## Requirements
Reproduce only this part of the listing: the line with "Where can the shadow", plus every line after it through the last.

== Data extract ==

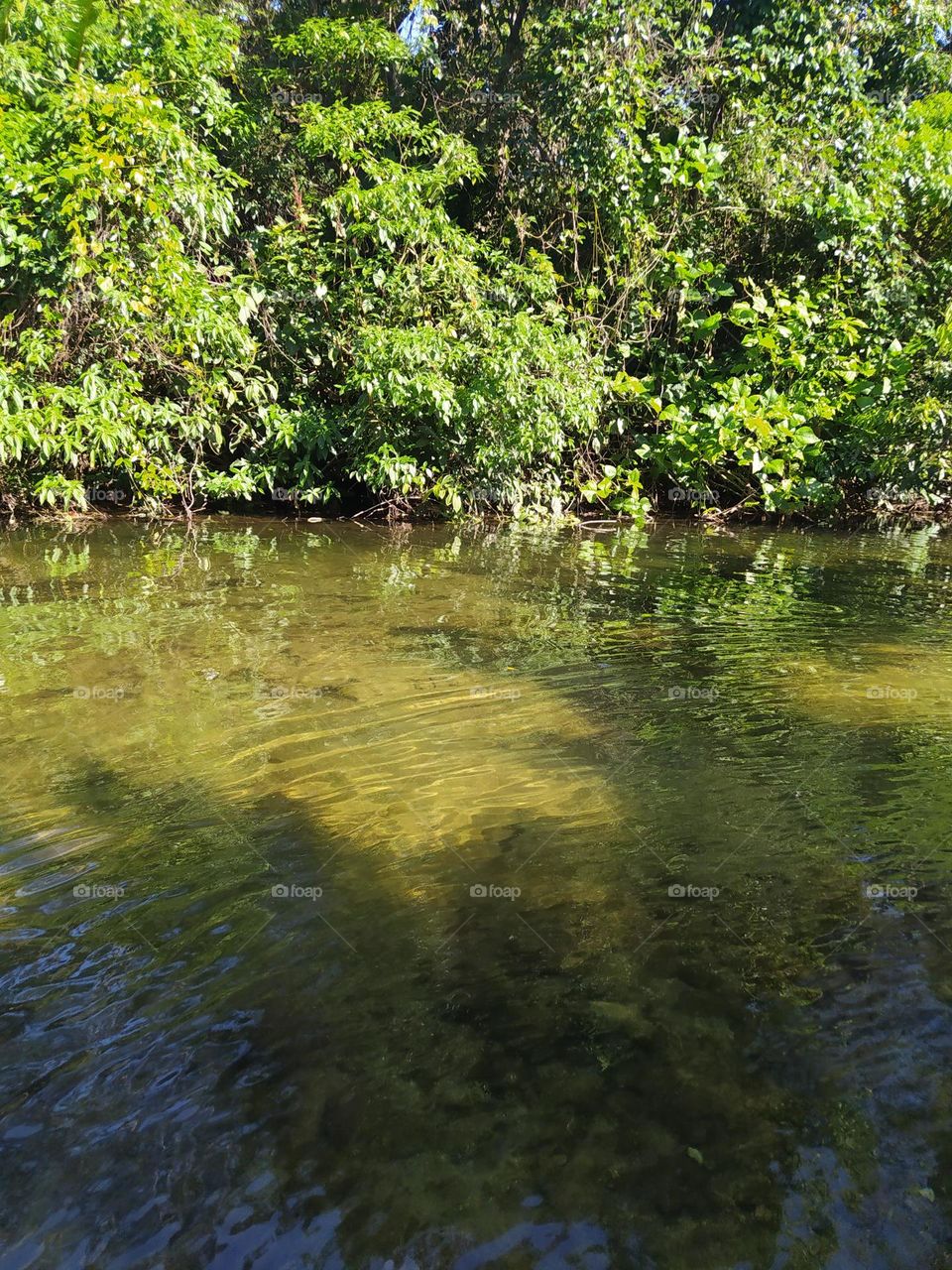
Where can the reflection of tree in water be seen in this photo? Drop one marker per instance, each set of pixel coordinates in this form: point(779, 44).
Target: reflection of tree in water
point(426, 1084)
point(240, 1060)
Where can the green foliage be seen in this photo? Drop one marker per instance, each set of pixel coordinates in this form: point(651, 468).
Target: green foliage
point(561, 258)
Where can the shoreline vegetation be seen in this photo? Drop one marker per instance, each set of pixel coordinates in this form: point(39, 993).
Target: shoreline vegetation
point(607, 261)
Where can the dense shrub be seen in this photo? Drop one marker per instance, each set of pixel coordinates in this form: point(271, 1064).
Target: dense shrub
point(558, 255)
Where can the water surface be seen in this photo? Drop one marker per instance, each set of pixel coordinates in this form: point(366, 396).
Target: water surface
point(435, 898)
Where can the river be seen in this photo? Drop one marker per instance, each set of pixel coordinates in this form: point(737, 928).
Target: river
point(475, 897)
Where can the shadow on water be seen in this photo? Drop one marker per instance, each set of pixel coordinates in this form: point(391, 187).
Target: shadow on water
point(238, 1075)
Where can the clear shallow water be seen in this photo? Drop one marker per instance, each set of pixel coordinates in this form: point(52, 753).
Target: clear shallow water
point(252, 1010)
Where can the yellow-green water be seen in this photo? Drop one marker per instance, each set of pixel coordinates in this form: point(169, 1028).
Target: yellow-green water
point(481, 898)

===

## Task result
Where can the shadow on water be seen in this photo? Drop one marker per instance, each set of pixel coordinates in this form: point(391, 187).
Target: shadow on water
point(238, 1075)
Where can the clear shallow water be seen in this photo? Drop one marker per instance, each set of pixel coordinates in this form: point(52, 753).
Target: clear shallow water
point(252, 1010)
Where can the yellow-green water be seen in this photo? Drop one marker per instance, each set of pixel coordinates in this form: point(169, 1028).
Target: yellow-green water
point(481, 898)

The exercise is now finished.